# Task details
Go through the lines below one by one and count those holding the string "loader". Give the count alone.

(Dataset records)
--- START ---

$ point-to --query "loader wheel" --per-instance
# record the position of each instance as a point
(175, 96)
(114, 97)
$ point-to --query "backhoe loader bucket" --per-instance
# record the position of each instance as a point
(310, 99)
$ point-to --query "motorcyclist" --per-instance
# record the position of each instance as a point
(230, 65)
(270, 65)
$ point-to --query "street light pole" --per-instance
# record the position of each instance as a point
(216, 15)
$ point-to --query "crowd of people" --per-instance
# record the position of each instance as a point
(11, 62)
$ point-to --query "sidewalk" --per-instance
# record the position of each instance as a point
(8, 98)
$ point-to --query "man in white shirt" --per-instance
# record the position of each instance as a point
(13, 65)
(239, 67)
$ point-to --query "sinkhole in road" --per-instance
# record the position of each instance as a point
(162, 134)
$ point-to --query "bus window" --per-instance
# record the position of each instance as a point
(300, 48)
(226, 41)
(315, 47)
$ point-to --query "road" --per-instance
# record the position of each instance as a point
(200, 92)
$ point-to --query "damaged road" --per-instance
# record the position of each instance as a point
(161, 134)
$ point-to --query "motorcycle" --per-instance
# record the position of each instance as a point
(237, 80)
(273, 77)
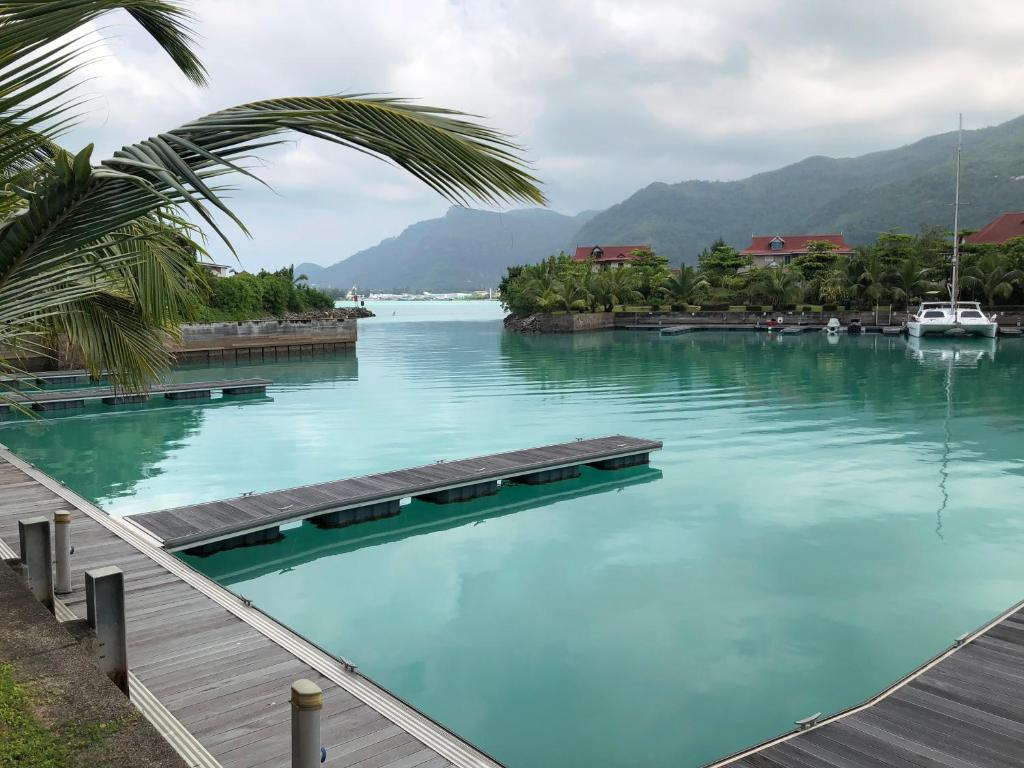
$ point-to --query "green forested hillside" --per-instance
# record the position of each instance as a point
(906, 188)
(464, 250)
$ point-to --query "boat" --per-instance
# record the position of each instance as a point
(938, 317)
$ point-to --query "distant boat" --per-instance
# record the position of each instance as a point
(937, 317)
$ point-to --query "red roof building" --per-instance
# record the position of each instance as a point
(778, 250)
(1007, 226)
(606, 256)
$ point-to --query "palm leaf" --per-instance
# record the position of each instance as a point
(80, 204)
(27, 26)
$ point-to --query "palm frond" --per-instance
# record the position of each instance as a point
(27, 26)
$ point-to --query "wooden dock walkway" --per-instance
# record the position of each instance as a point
(255, 518)
(50, 378)
(211, 672)
(62, 399)
(965, 709)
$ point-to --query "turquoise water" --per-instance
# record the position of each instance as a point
(823, 517)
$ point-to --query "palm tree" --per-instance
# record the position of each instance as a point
(96, 253)
(835, 286)
(682, 287)
(610, 288)
(991, 275)
(778, 286)
(875, 281)
(910, 280)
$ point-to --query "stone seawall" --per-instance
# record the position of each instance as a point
(1006, 320)
(561, 324)
(334, 330)
(257, 340)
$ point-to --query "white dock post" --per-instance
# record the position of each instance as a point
(104, 598)
(34, 534)
(61, 551)
(307, 700)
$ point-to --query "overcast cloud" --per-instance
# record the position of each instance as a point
(607, 96)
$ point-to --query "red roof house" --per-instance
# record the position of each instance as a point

--- END ---

# Written solution
2